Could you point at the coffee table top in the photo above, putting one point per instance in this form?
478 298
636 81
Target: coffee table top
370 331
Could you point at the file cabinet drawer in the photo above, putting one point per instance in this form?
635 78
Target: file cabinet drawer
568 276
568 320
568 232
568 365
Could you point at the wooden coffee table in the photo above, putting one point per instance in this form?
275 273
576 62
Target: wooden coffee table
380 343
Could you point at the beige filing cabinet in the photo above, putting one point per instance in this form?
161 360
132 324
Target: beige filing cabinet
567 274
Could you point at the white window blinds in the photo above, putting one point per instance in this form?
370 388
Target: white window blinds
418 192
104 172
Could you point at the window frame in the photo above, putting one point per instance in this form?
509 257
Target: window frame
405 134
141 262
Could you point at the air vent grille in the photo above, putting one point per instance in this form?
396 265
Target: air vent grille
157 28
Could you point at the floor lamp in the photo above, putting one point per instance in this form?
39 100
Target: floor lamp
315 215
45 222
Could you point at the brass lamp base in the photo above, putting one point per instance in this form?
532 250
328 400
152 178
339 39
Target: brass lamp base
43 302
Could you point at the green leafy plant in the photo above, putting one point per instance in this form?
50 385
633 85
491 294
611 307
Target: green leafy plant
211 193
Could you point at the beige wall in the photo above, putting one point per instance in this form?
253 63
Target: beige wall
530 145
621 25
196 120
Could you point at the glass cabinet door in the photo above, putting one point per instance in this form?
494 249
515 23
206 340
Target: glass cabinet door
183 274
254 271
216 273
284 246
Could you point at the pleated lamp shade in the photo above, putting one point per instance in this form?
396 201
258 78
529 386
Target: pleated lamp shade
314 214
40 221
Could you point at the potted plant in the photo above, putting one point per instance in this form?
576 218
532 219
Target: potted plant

**********

GEGEBENE AUFGABE:
Überführe sämtliche Zeilen aller Datensätze in eine Markdown-Tabelle mit den Spalten „Nr“ für die fortlaufende Zeilennummer und „Zeile“ für den jeweiligen Zeileninhalt. Leerzeilen werden dabei ausgelassen.

ENDERGEBNIS:
| Nr | Zeile |
|---|---|
| 1 | Could you point at the coffee table top in the photo above, putting one point per instance in this form? |
| 2 | 478 298 |
| 3 | 636 81 |
| 4 | Target: coffee table top |
| 5 | 370 331 |
| 6 | Could you point at the file cabinet drawer in the photo above, putting one point per instance in this form? |
| 7 | 635 78 |
| 8 | Target: file cabinet drawer |
| 9 | 568 276 |
| 10 | 568 320 |
| 11 | 568 232 |
| 12 | 568 365 |
| 13 | Could you point at the wooden coffee table in the photo above, putting one point per instance in this form? |
| 14 | 275 273 |
| 15 | 576 62 |
| 16 | Target: wooden coffee table |
| 17 | 380 343 |
| 18 | Could you point at the beige filing cabinet in the photo above, putting one point per instance in this form? |
| 19 | 161 360 |
| 20 | 132 324 |
| 21 | Target: beige filing cabinet |
| 22 | 567 274 |
| 23 | Could you point at the white window blinds in the photo above, putting one point per instance in this form? |
| 24 | 370 388 |
| 25 | Target: white window blinds |
| 26 | 418 192 |
| 27 | 104 172 |
| 28 | Could you point at the window frame in the photo above, putting one point per instance in this form? |
| 29 | 509 257 |
| 30 | Target: window frame |
| 31 | 405 134 |
| 32 | 141 262 |
| 33 | Could you point at the air vent grille in the photo above, putting one point per instance in this form? |
| 34 | 396 265 |
| 35 | Target: air vent grille |
| 36 | 157 28 |
| 37 | Could you point at the floor lamp in the photo above, putting one point per instance in this form? |
| 38 | 39 100 |
| 39 | Target: floor lamp |
| 40 | 315 215 |
| 41 | 45 222 |
| 42 | Could you point at the brass lamp base in the photo above, putting one point per instance in this form? |
| 43 | 532 250 |
| 44 | 328 400 |
| 45 | 152 178 |
| 46 | 339 39 |
| 47 | Target: brass lamp base |
| 48 | 43 302 |
| 49 | Could you point at the green leafy plant in the photo above, putting one point per instance in this form? |
| 50 | 50 385 |
| 51 | 633 85 |
| 52 | 491 294 |
| 53 | 611 307 |
| 54 | Target: green leafy plant |
| 55 | 211 193 |
| 56 | Could you point at the beige wall in the photo above, putting one point per instance in this form? |
| 57 | 253 63 |
| 58 | Target: beige wall |
| 59 | 530 145 |
| 60 | 621 25 |
| 61 | 196 120 |
| 62 | Could you point at the glass cabinet door in the photo above, putting one point per instance in this form? |
| 63 | 494 249 |
| 64 | 515 23 |
| 65 | 206 340 |
| 66 | Target: glass cabinet door |
| 67 | 183 274 |
| 68 | 254 271 |
| 69 | 216 273 |
| 70 | 284 246 |
| 71 | Could you point at the pleated lamp shade in the photo above, putting one point per instance in this form? |
| 72 | 396 201 |
| 73 | 258 78 |
| 74 | 529 386 |
| 75 | Target: pleated lamp shade |
| 76 | 314 214 |
| 77 | 40 221 |
| 78 | Could you point at the potted plant in the photo above, putting one point per instance in this form? |
| 79 | 576 218 |
| 80 | 532 219 |
| 81 | Target: potted plant |